◆ PROBLEM DESCRIPTION ◆
List each line of the items below that contains the string "rectangular". Treat uppercase and lowercase letters as distinct.

⁂

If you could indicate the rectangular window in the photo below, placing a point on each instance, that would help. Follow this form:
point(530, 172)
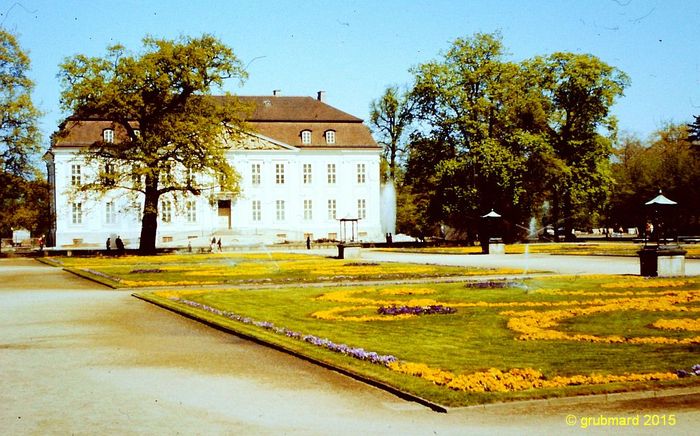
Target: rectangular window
point(331, 209)
point(77, 213)
point(110, 213)
point(166, 211)
point(361, 173)
point(191, 211)
point(136, 177)
point(306, 137)
point(108, 135)
point(255, 174)
point(308, 207)
point(279, 174)
point(75, 179)
point(331, 173)
point(110, 176)
point(191, 177)
point(361, 209)
point(330, 137)
point(280, 210)
point(257, 210)
point(307, 174)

⁂

◆ TASK RESPONSE ◆
If you could indicate the rectangular window in the photo below, placing a point on each instance, that would help. Follow this form:
Target: rectangular window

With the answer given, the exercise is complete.